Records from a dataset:
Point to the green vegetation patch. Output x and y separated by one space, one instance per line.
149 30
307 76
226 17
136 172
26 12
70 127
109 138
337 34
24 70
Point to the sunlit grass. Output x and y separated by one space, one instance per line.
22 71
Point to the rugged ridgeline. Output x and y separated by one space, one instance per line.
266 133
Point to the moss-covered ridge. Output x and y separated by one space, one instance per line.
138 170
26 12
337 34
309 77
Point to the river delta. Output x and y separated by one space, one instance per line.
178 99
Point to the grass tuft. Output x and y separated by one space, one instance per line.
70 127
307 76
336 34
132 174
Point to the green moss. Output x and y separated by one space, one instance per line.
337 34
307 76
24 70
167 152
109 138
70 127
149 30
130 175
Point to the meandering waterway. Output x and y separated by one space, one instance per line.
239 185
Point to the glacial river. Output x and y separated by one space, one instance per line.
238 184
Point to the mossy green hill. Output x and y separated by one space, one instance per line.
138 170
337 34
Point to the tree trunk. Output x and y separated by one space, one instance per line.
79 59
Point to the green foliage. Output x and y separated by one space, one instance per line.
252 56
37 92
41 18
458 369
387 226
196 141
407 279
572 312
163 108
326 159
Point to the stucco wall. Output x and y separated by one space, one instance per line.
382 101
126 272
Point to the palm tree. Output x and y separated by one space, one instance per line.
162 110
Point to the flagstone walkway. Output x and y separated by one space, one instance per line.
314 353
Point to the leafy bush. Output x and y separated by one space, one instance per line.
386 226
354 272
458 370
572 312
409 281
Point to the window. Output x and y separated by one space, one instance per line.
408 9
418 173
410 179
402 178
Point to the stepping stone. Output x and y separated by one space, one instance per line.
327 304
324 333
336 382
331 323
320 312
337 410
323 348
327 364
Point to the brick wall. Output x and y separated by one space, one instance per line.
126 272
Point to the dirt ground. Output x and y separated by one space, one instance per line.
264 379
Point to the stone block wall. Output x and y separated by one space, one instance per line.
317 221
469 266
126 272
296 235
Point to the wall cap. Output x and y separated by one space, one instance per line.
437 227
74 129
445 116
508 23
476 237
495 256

▶ Task brief:
Copy exactly, and only, the lines from the one containing "Point to the rugged" through the last line of the listing.

▶ Response for this exercise:
Point to the rugged ridgeline. Output x and y separated by one space, one instance per line.
266 133
Point to the moss-covered ridge. Output x and y separated by one space, one instance per line.
138 170
26 12
337 34
309 77
Point to the river delta. Output x and y separated by one space, one instance per line.
178 99
Point to the grass tuft. Output x and y separated by one space, one instance per line.
70 127
307 76
336 34
132 174
Point to the green moss. Output x and y separated by one space, one instance per line.
337 34
307 76
24 70
167 152
109 138
70 127
149 30
130 175
Point to the meandering waterway. Output x and y separated by one space, one instance per line.
239 185
Point to the glacial river. Output x and y separated by one space, one instance per line.
238 184
Point to the mossy green hill. Output x and y separated by one space, one instance per line.
138 170
337 34
Point to the tree trunk. Output x and y separated by one space, one instance per line.
79 59
Point to the green foliage. Output x and y separated by one space, one instance per line.
252 56
37 92
41 18
458 369
387 226
196 141
407 279
572 312
163 108
326 159
Point to the stucco wall. Output x and y separated by one space, one instance per line.
382 101
126 272
Point to the palm tree. Output x and y separated by one space, one instance per line.
162 110
Point to the flagstone walkway. Output x and y separated by one space, one instance per line.
314 353
Point to the leafy bush. Output x and y separated by one space, one instance per line.
386 226
354 272
458 370
572 312
409 281
Point to the window. Output x and y separated by one space, one instance per line.
408 9
418 173
410 179
402 178
Point to the stepping stone. Output x and y separated by one space, one instance per line.
327 304
324 333
336 382
331 323
320 312
337 410
323 348
327 364
Point to the brick wall. Output x and y separated by one space, one instance per line.
126 272
Point to the dirt ground. Output x and y separated by one space, one instance per line.
264 379
Point to the stone block wall. Output x and y separated by one space, one instance per line.
317 221
469 266
126 272
296 235
Point to the wall cap. Output x and y separated by one space, one instance per line.
437 227
74 129
445 116
508 23
476 237
495 256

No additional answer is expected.